→ **TASK DATA**
● ● ●

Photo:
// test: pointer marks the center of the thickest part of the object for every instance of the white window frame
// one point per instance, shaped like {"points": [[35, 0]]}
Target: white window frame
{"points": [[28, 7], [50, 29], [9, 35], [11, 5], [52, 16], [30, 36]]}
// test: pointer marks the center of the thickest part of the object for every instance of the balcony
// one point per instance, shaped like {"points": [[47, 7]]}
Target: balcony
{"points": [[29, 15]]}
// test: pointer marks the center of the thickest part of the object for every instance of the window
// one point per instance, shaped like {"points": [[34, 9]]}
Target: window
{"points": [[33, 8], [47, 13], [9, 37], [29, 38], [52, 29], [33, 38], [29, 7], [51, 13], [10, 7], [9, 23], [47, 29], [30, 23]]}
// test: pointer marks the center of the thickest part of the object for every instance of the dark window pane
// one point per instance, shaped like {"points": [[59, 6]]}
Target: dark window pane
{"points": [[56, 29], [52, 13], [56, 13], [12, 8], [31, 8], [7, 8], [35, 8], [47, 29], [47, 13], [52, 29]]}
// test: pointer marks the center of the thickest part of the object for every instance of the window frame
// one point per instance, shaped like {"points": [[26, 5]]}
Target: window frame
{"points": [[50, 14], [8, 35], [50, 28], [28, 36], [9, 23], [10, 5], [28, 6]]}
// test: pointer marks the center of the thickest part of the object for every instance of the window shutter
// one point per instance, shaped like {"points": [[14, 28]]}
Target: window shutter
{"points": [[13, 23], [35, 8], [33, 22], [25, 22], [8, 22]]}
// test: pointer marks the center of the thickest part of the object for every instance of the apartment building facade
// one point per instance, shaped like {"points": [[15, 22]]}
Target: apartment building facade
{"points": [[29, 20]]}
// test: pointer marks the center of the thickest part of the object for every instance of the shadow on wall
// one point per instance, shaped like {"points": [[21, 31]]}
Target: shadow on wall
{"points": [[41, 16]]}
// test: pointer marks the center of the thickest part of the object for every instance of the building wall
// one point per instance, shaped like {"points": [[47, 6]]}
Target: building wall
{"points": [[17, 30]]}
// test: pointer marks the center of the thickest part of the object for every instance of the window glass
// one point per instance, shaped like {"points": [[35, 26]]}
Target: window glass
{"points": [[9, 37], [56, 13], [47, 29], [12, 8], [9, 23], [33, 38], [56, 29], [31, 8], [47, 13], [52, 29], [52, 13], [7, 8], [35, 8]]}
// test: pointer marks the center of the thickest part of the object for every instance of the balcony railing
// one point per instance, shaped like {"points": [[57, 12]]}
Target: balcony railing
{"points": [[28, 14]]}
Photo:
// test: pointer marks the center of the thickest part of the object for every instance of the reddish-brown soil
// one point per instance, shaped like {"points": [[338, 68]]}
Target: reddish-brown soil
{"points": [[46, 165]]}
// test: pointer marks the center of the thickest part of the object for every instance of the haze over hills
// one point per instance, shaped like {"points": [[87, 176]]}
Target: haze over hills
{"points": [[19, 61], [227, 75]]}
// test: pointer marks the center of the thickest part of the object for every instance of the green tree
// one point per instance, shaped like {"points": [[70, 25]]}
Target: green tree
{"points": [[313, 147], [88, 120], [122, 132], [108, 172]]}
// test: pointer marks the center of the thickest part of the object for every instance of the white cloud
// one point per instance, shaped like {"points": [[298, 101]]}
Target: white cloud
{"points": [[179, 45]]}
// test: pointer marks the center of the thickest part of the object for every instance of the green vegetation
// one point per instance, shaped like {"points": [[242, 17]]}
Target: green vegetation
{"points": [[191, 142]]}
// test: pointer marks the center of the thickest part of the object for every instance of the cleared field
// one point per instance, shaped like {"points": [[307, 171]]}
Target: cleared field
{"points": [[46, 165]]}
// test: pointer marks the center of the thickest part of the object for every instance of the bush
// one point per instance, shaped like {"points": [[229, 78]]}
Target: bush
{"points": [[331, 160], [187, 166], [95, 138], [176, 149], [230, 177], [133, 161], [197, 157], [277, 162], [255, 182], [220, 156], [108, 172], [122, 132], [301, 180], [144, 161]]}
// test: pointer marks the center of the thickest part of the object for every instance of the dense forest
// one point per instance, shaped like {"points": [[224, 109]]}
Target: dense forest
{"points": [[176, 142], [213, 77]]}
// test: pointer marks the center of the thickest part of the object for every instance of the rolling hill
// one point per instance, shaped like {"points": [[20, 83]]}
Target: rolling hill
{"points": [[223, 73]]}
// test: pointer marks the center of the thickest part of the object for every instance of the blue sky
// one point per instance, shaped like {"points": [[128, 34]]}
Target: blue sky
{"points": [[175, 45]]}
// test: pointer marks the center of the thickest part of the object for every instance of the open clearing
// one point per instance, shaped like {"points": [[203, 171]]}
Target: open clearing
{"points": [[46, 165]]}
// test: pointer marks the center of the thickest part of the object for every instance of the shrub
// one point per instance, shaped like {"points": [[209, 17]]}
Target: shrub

● ● ●

→ **TASK BRIEF**
Across the entries above, find the lines with the string "shrub" and copy them.

→ **RESULT**
// test: pointer marks the center of the thickest part of the object for every instance of the shrub
Target: shrub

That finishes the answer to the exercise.